### WORKING DATA
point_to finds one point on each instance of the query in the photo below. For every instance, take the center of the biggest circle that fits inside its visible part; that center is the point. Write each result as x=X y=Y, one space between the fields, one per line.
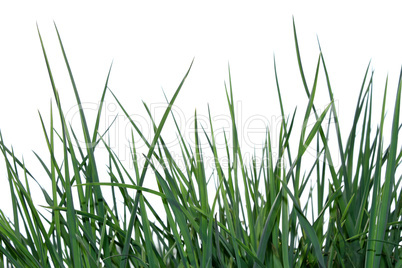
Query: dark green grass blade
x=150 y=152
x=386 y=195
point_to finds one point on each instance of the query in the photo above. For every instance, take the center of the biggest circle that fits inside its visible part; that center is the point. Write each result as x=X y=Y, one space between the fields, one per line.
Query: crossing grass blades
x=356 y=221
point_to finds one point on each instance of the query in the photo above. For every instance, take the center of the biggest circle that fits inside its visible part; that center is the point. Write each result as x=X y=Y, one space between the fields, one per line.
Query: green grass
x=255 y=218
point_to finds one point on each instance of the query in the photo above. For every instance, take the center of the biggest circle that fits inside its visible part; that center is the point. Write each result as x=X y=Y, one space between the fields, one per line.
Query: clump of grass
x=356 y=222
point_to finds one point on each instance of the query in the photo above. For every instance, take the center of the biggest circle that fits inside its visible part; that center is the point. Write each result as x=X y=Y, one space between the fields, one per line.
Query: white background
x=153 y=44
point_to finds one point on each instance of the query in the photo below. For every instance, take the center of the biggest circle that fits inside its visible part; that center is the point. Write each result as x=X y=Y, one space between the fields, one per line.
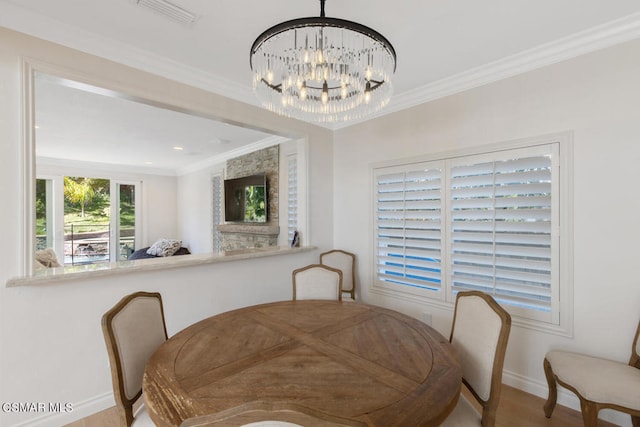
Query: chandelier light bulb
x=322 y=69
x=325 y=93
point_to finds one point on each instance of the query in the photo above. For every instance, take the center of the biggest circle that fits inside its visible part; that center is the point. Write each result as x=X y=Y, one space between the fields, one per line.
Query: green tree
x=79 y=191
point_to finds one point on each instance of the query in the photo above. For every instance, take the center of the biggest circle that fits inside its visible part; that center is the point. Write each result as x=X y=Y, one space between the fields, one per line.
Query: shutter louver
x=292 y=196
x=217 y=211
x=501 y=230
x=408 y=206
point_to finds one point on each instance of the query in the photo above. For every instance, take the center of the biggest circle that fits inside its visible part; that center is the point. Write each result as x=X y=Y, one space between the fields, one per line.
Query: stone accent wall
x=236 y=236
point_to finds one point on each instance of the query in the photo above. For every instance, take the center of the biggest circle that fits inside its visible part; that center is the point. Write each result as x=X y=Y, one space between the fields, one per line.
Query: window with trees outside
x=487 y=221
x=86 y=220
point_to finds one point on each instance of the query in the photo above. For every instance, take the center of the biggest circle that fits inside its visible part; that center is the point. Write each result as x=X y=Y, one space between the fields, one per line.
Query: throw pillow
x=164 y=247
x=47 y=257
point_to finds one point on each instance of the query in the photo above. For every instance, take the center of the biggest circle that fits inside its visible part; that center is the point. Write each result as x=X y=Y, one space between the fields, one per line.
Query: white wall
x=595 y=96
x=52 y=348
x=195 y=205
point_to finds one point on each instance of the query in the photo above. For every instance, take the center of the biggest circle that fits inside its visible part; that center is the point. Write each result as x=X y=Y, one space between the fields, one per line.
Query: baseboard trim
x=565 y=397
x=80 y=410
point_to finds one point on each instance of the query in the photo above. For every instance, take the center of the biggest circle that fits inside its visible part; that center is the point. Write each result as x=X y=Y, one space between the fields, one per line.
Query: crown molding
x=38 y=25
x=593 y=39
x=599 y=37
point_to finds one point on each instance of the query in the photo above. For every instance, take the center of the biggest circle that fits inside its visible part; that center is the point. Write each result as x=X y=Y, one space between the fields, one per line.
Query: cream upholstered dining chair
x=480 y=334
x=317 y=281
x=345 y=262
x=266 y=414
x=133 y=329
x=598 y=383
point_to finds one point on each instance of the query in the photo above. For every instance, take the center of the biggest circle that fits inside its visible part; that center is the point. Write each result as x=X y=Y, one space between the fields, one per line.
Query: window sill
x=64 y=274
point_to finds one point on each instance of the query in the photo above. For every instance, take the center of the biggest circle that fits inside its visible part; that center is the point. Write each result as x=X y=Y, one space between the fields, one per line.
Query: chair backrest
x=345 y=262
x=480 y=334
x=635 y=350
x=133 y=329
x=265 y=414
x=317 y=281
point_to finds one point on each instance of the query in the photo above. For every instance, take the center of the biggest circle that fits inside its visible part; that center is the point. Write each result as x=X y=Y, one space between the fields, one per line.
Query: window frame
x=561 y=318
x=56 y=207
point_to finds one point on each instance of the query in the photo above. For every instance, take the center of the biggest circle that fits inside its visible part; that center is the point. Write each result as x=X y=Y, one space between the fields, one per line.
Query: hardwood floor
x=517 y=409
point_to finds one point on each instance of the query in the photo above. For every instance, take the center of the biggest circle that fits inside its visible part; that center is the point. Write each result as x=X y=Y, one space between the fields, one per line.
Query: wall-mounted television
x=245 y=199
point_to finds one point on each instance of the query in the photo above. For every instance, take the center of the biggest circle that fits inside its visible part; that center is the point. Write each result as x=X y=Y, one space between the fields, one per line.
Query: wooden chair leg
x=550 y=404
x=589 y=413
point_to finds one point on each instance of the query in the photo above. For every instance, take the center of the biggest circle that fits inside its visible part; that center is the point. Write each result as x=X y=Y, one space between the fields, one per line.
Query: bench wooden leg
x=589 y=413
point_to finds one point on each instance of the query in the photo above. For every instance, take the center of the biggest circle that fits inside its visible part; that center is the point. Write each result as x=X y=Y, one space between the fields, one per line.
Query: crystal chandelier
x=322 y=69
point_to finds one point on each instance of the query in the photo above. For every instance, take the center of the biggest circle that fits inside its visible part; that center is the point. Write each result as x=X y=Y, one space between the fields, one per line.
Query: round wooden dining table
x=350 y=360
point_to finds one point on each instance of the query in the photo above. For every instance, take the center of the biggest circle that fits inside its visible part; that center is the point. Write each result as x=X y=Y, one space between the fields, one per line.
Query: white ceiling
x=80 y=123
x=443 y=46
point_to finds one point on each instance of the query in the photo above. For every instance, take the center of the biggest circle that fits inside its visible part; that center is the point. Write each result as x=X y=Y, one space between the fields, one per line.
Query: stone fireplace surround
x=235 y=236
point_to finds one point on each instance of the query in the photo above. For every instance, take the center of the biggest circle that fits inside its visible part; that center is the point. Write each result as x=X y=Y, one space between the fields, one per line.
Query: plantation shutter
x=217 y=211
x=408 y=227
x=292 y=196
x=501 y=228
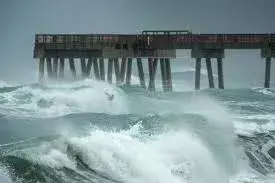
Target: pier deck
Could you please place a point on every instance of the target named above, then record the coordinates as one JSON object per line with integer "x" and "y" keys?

### EXERCISE INSTRUCTIONS
The listing above should be transcribed word for word, with its pictures left out.

### PROBLEM SOLUTION
point_to finds one point on each instance of the query in the photo below. For every instance, take the center of the biggest circle that fits inside its visible part; that center is the point. Write each result as x=X y=Y, one space between the fields, one per line.
Query: dark green grass blade
x=150 y=152
x=386 y=195
point_to finds one point on each instance of the query in the photo above. For every instance, take the center of the biggest circle that fits inside its visible part; that center is the point. Write each result as x=X y=Y, one space between the fields, one per line.
Query: crossing grass blades
x=356 y=221
point_to finds one point on each instance of the query in the photo above. For every instance, take the center of the biggest circle that fits inside its visible part; that center is the point. Write each result as x=X y=Y, one space between the fields, one per line.
Query: green grass
x=255 y=218
point_to finds one point on each instance of the query in the photo above. For every instance, take the center of the biggest circle that fits inside its visible part; that center is the point. Write each result as x=X y=Y, one space between the fields, one per line.
Query: clump of grass
x=356 y=222
point_to finds one point on each instance of the query in the photo above. For every instance, take the center of the biggest circle that fits inside its visible part; that center is the point. Write each result as x=X y=Y, one space between the fields, one per line.
Query: white background
x=153 y=44
point_to finds one point on each instance of the query in the photo below. For every instance, take the center of the biggest circle that fits inside its visible part; that center is the point. Write each result as x=X y=Y, one space between the fields, one per line.
Query: chandelier light bulb
x=322 y=69
x=325 y=93
point_to finds one point on each instance of the query in the photo above. For every instance, take the center of the biggest circle that fits inside its visible part; that center is the point. Write each result as x=X y=Y, one space between the fields, one per line.
Query: green tree
x=79 y=191
point_to finds one point on each instance of the query in the photo above. For every instance, take the center of the biggest circle that fits inside its visible part; that center is the point. Write each result as x=X y=Y, one space between the fields, one per line.
Query: shutter louver
x=292 y=196
x=217 y=211
x=501 y=230
x=408 y=206
point_to finds one point on each instance of the query in the photo above. For every instance, take the center of the biggest circle that fits inside its visible part; that center is the point. Write each result as x=X y=Y, one space between the fields, one per line.
Query: stone accent wall
x=236 y=236
point_to finds one point on each instance of the query in the photo above. For every instance, take the center of the biggest circle that fits inside its visible part; that center is the point. Write each result as x=X y=Y, one space between the fields, one per line.
Query: window with trees outside
x=487 y=221
x=86 y=220
point_to finds one point on each instance of the query in the photo above. For every instance, take the center of the biggest circle that fits inside its visible part; that center is the point. Write each result as x=X y=Y, one space between the fields, one per line.
Query: throw pillow
x=164 y=247
x=47 y=257
point_to finds one point on each instance of the query in the photo above. For every instance, take the center of the biggest circle that fits inside its visible part; that center is the point. Write each result as x=X y=Y, one space between the fields, one per line.
Query: white wall
x=595 y=96
x=52 y=348
x=195 y=205
point_to finds one point on each instance of the query in the photo above. For every instance, take the center of the biggest circle that fits inside its visible part; that center is the point. Write each result as x=X y=Y, one space between the fields, one per line.
Query: baseboard trim
x=565 y=397
x=80 y=410
point_to finds one point on each instance of the query in the photo above. For every instance, take the center of the biggest circle that fits inside its visible part; that center is the point. Write each result as x=X y=Y, one space between the fields, one per line.
Query: crown molding
x=38 y=25
x=593 y=39
x=599 y=37
point_to finds one point on each instance of the query in the photo above. For every instance, take the center of the biggest circle that fits inside its visible part; that center is the point. Write each result as x=X y=Y, one space between the fields, one per line.
Query: cream upholstered dining chair
x=480 y=334
x=317 y=281
x=345 y=262
x=266 y=414
x=133 y=329
x=598 y=383
point_to finds one point on each instance of the query in the photo above. For every instance, take the center of the biggest circle that fits inside its visible part; that center is the point. Write each result as x=X y=Y, one space between the fields, one per line.
Query: window sill
x=64 y=274
point_to finds one point on each instance of the query in the photo above. For every instance, take the center of the biggest circle that fits inside its visible part; that center is the point. Write each result as x=X y=Y, one space between the fields, one per line.
Query: chair backrest
x=345 y=262
x=480 y=334
x=635 y=350
x=133 y=329
x=265 y=414
x=317 y=281
point_to finds one point on each instance of the query in the photo above. For every instance, take the center of the biggest circle that fits inside its visible part; that center is the point. Write each result as x=X y=Y, one space between the fields, one per line.
Query: window frame
x=561 y=318
x=56 y=207
point_to finds one point on each instance of the query in the photo above. For every instance, take the center of the biggest circle that fits inside its visible part; that center is the point. Write each result as x=X y=Y, one space between the fields, one per line.
Query: hardwood floor
x=517 y=409
point_to finds one point on each instance of the query in the photo above. For every instance, take the center of the biggest circle that fits inside its visible part; that center is the point. Write each result as x=X y=Y, one space between the fields, one per line.
Query: wall-mounted television
x=245 y=199
point_to finds one point on each instance of the query in the photo above. For every instance, take the center of the biggest circle that fits inside its visible part; that center is the point. Write each result as x=X y=Y, one space between the fields, one per line.
Query: wooden chair leg
x=550 y=404
x=589 y=413
point_to finds one point on each instance of the query in the photo above. For every instance, take the center of the biggest circle that fits inside its visible part; that center is the point. Write each result as x=X y=Y, one space between the fields, one per line.
Query: bench wooden leg
x=589 y=413
point_to finds one point on each instance of the query in the photo above. For every instance, take the center of the biggest circle that fits inside its visible part; that center is the point. Write each result as x=X y=Y, one space between the fields, one per line.
Query: crystal chandelier
x=322 y=69
point_to finds one point on each instance of the query in the photo above. For every instance, take the center of the biggest circle that fits inside its visible part; that center is the point. Write each result as x=X y=Y, one space between the fields, one per line.
Query: round wooden dining table
x=350 y=360
point_to finds one point on each instance of the query in the photo above. For every instance, take the center of the biggest circle that fits inside its visible part; that center is the point. Write each result as x=X y=Y, one space between the fields, one per line.
Query: white ceiling
x=80 y=123
x=443 y=46
point_to finds one point on each instance of the query in the photo above. For every instance, take the center of the biggest circle that fits inside its visible part; that center is the point. Write each result as x=X y=Y, one space between the fields, one per line.
Query: stone fireplace surround
x=235 y=236
point_to finds one point on each instance of the query in the photo above. For every instance, take the center of the biggest circle that fits inside its visible part; that center is the point. Write each result as x=X y=Y, one space between the fields, one per line.
Query: plantation shutter
x=217 y=211
x=408 y=227
x=292 y=196
x=501 y=228
Target: pier deck
Could you please place a point on every instance of the target named above, then record the coordinates as one JSON object per line with integer "x" and "y" keys?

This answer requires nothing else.